• _Given instruction_
Answer the following questions using the ACM awards article.
(a) For which song did the Eli Young Band share song of the year honors?
(b) What item costing more than $200 did Mike Eli say he finally got to buy?
(c) What role does Jon Jones have in the band?

• _Excerpt to read_

[start]

LAS VEGAS -- Moments after claiming their ACM trophies, Toby Keith, the Eli Young Band, Lady Antebellum and Thompson Square spent a few minutes with reporters backstage Sunday night (April 1) in Las Vegas.
Photo Credit: Jason Merritt/Getty Images
And in the case of the Eli Young Band and Lee Brice, the interview sessions after accepting ACM trophies were a first-time experience. Both artists appeared wide-eyed, overwhelmed and humbled by the proceedings.
The Texas-based band shared song of the year honors for "Crazy Girl" with Brice and co-writer Liz Rose.
Reflecting on their slow but steady climb to the top of the country charts, singer Mike Eli said, "You keep yourself in the moment. That's one thing that really kept us going. We always felt like there was something bigger around the corner -- like when we bought our first PA system or when I finally got to buy a guitar that cost more than $200, and when I could finally replace the truck that I traded in for our first van. We always felt like we were destined for something."
"We love the fact that people think we're an overnight sensation," bassist Jon Jones told the reporters. "The fact that we're still making new fans is great. Country radio is allowing us to get in front of so many new people for the first time."

[end]

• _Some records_
[start]

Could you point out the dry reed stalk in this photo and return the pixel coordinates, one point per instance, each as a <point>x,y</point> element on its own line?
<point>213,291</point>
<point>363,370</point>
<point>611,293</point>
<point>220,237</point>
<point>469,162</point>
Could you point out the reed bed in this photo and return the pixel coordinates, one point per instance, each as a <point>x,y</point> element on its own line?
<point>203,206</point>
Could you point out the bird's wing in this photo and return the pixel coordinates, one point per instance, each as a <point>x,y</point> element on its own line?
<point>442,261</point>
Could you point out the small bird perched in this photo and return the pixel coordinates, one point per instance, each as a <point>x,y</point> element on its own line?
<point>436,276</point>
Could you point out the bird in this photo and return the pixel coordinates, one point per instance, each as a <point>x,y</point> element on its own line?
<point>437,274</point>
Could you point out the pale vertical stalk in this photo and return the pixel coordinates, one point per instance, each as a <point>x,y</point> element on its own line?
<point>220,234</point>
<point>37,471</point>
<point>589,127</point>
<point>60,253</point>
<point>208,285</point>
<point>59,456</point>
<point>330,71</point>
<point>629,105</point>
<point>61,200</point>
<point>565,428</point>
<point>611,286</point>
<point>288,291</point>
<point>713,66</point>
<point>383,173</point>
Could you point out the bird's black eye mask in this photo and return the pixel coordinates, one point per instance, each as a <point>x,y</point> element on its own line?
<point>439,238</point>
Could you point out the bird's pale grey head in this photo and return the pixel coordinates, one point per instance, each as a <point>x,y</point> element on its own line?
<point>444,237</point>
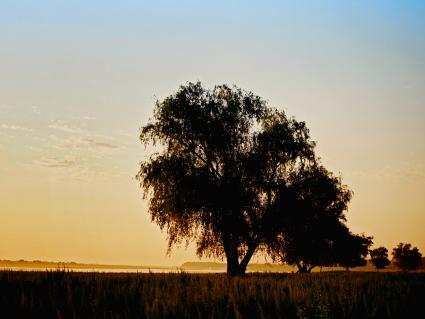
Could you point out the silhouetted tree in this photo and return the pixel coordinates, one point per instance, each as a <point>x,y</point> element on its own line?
<point>314,202</point>
<point>224,155</point>
<point>407,258</point>
<point>379,257</point>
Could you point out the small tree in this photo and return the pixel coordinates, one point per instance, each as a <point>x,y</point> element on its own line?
<point>407,258</point>
<point>379,257</point>
<point>352,250</point>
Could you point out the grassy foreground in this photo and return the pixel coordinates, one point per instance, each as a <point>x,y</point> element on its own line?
<point>62,294</point>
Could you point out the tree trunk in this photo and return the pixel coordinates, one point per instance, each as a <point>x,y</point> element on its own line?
<point>231,251</point>
<point>234,268</point>
<point>246,259</point>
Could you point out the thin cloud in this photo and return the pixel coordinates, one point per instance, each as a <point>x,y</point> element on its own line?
<point>99,144</point>
<point>35,109</point>
<point>66,128</point>
<point>54,162</point>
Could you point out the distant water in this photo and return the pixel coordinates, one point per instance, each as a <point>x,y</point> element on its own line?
<point>115,270</point>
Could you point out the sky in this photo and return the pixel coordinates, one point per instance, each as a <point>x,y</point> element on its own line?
<point>78,79</point>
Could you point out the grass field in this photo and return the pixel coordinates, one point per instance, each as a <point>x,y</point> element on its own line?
<point>63,294</point>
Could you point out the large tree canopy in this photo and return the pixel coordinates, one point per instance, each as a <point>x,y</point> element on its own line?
<point>223,157</point>
<point>236,176</point>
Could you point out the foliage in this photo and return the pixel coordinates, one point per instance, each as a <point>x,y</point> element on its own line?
<point>312,230</point>
<point>224,157</point>
<point>317,295</point>
<point>407,258</point>
<point>379,257</point>
<point>314,202</point>
<point>352,250</point>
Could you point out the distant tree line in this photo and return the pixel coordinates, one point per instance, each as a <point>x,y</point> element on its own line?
<point>239,177</point>
<point>404,257</point>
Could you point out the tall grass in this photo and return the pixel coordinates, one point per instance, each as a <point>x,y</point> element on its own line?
<point>63,294</point>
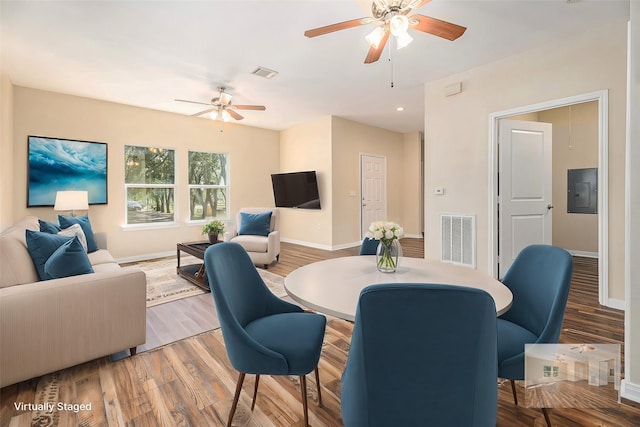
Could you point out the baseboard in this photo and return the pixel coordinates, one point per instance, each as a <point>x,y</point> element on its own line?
<point>584,254</point>
<point>630,391</point>
<point>615,303</point>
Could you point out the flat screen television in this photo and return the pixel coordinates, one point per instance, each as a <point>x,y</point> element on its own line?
<point>296,190</point>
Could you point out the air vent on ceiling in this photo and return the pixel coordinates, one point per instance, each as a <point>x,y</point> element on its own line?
<point>264,72</point>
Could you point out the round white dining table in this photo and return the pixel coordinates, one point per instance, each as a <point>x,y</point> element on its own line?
<point>333,286</point>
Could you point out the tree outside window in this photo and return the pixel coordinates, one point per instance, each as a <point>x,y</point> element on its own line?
<point>149,184</point>
<point>208,185</point>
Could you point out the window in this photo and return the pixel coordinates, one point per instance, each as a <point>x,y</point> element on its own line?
<point>149,184</point>
<point>208,185</point>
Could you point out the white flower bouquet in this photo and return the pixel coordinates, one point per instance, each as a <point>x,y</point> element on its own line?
<point>387,233</point>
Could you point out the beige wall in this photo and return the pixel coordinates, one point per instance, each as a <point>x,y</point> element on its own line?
<point>457,129</point>
<point>413,200</point>
<point>253,153</point>
<point>308,147</point>
<point>350,140</point>
<point>6,152</point>
<point>575,146</point>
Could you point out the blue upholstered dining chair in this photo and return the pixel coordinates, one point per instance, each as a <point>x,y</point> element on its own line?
<point>263,334</point>
<point>369,246</point>
<point>421,355</point>
<point>539,280</point>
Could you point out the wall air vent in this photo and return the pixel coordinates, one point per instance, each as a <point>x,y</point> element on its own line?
<point>264,72</point>
<point>458,239</point>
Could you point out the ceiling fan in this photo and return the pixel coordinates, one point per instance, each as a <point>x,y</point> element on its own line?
<point>583,347</point>
<point>391,18</point>
<point>222,108</point>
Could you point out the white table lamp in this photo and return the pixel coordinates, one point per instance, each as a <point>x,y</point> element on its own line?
<point>71,201</point>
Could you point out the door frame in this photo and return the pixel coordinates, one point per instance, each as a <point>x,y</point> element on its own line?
<point>602,97</point>
<point>384,158</point>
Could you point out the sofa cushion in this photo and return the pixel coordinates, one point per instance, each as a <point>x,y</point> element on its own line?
<point>253,243</point>
<point>255,224</point>
<point>16,266</point>
<point>48,227</point>
<point>75,230</point>
<point>70,259</point>
<point>68,221</point>
<point>41,246</point>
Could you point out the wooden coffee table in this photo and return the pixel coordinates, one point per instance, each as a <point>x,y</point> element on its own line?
<point>195,273</point>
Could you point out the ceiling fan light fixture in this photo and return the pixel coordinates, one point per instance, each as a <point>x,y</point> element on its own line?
<point>403,40</point>
<point>375,37</point>
<point>399,24</point>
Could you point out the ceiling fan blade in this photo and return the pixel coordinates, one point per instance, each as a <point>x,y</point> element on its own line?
<point>205,111</point>
<point>337,27</point>
<point>193,102</point>
<point>375,52</point>
<point>434,26</point>
<point>235,114</point>
<point>249,107</point>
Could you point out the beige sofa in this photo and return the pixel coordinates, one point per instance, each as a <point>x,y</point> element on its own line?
<point>262,250</point>
<point>50,325</point>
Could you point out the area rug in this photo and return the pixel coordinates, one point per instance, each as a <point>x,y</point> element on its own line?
<point>165,285</point>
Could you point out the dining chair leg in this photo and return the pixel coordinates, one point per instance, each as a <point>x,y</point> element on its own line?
<point>318,384</point>
<point>546,416</point>
<point>255,392</point>
<point>303,387</point>
<point>235,398</point>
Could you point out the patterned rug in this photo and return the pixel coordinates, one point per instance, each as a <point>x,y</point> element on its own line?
<point>165,285</point>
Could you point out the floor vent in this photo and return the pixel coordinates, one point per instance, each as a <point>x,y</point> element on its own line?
<point>458,239</point>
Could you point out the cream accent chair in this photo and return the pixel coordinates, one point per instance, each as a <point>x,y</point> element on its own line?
<point>263,250</point>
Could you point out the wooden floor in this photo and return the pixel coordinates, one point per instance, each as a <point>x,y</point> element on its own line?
<point>191,383</point>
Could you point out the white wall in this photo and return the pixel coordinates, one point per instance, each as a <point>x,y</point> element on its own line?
<point>631,384</point>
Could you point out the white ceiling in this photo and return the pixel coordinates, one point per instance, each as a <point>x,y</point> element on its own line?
<point>148,53</point>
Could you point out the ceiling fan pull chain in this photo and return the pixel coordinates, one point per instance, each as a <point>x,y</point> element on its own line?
<point>391,60</point>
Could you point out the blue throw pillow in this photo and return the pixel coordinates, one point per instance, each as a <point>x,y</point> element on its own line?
<point>70,259</point>
<point>48,227</point>
<point>255,224</point>
<point>67,221</point>
<point>41,246</point>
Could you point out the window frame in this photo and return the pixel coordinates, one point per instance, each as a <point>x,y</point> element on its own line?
<point>173,187</point>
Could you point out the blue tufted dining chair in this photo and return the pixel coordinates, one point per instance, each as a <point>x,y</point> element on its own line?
<point>263,334</point>
<point>421,355</point>
<point>539,280</point>
<point>369,246</point>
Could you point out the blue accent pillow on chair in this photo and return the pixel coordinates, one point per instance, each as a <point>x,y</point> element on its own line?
<point>68,221</point>
<point>255,224</point>
<point>41,246</point>
<point>70,259</point>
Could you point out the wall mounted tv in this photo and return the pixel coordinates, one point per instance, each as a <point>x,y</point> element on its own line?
<point>296,190</point>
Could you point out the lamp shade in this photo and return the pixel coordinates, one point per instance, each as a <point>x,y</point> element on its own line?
<point>71,200</point>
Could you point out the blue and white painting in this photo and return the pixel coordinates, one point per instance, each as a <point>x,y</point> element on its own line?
<point>63,164</point>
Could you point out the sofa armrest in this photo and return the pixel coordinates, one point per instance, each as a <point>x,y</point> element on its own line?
<point>50,325</point>
<point>229,233</point>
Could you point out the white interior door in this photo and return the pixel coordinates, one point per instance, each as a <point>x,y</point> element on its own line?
<point>525,186</point>
<point>373,190</point>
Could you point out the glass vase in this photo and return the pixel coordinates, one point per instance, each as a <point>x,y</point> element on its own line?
<point>387,255</point>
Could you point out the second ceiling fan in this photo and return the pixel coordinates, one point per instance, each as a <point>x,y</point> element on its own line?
<point>391,18</point>
<point>222,108</point>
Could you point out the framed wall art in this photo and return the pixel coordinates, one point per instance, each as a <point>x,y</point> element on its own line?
<point>56,164</point>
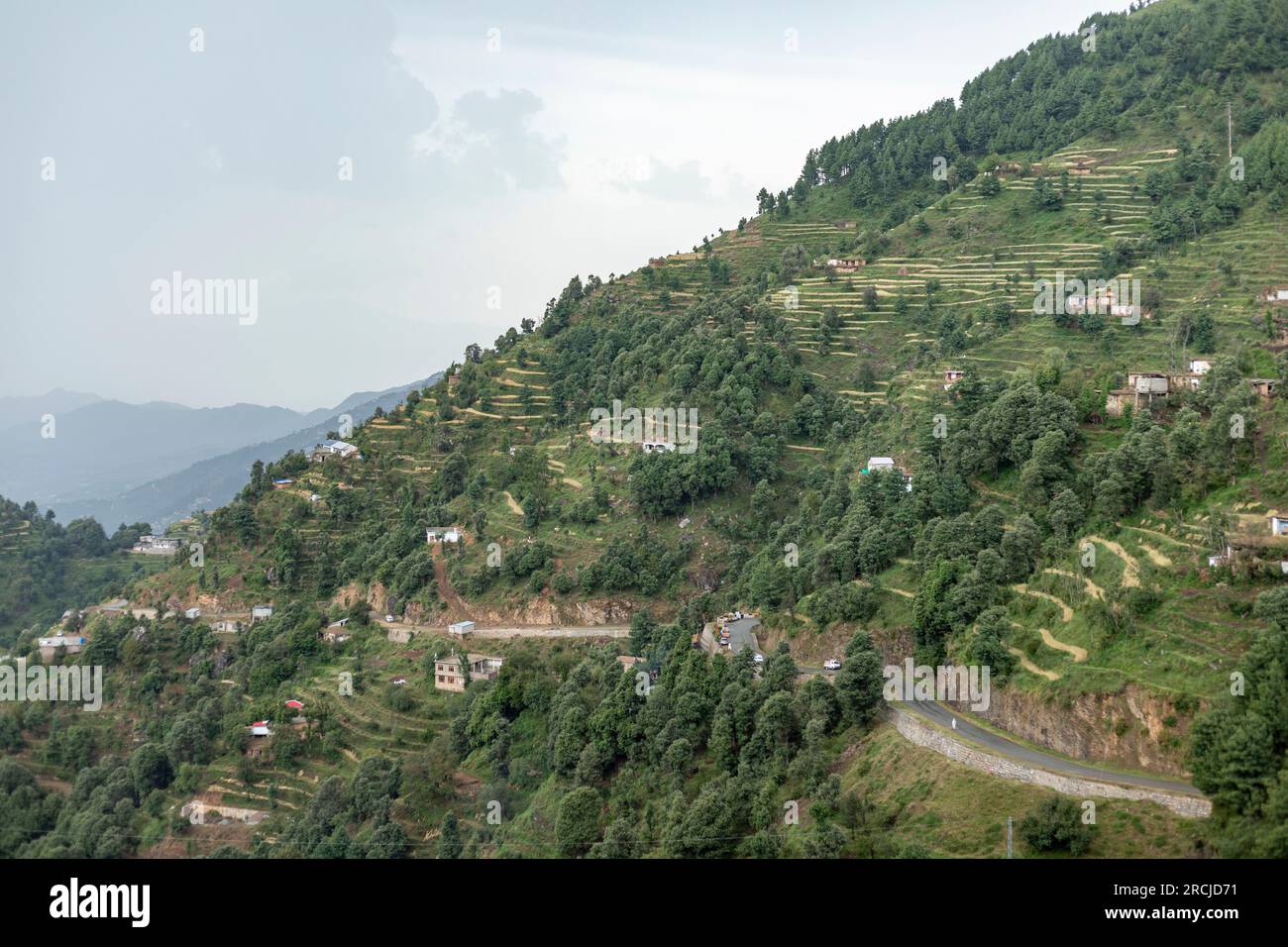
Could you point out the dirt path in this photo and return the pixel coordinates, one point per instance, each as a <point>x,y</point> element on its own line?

[end]

• _Exercise answer_
(a) "Crazy Girl"
(b) A guitar
(c) He is the bassist.